> SHORT EXERCISE:
Tally the lines in the entries below: how many contain the word "this"? Reply with the number alone.

> INFORMATION SHOWN:
▼
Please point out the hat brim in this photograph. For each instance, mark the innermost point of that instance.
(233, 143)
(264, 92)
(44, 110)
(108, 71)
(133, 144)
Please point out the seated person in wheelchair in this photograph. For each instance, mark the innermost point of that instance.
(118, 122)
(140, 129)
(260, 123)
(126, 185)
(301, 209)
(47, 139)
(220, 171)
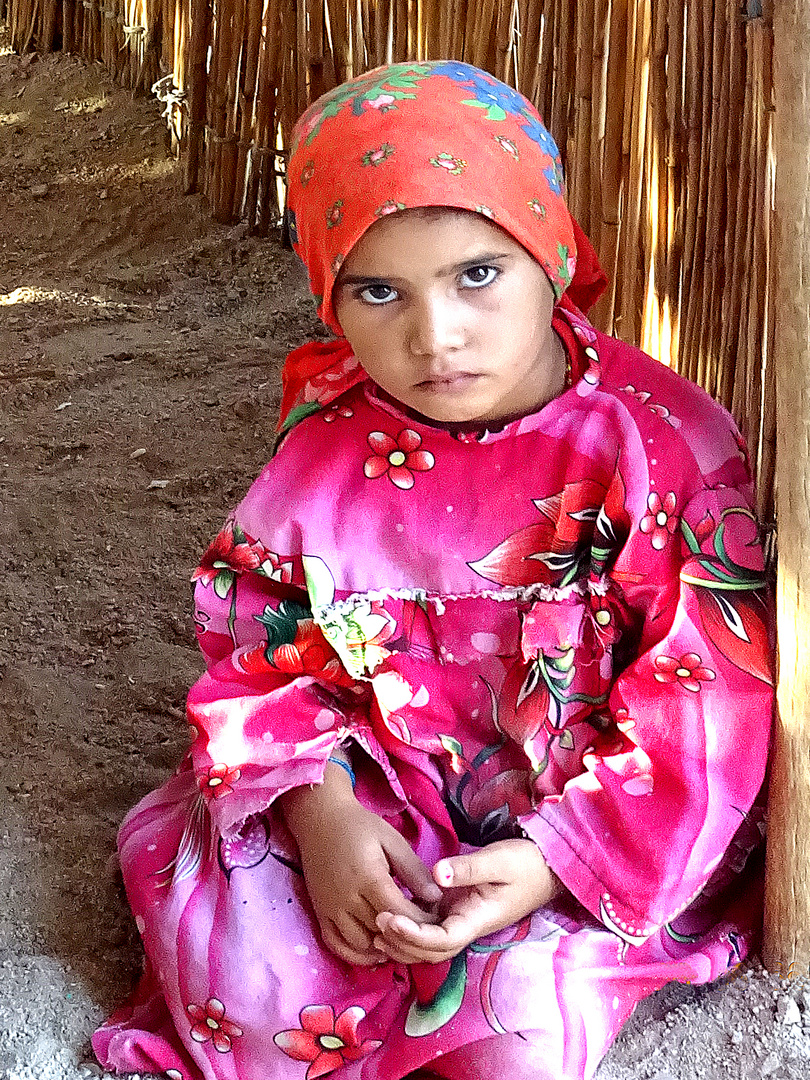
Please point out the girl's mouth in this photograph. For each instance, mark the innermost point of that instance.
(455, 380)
▲
▼
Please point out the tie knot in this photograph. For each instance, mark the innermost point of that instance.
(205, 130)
▲
> SOLUTION BELOW:
4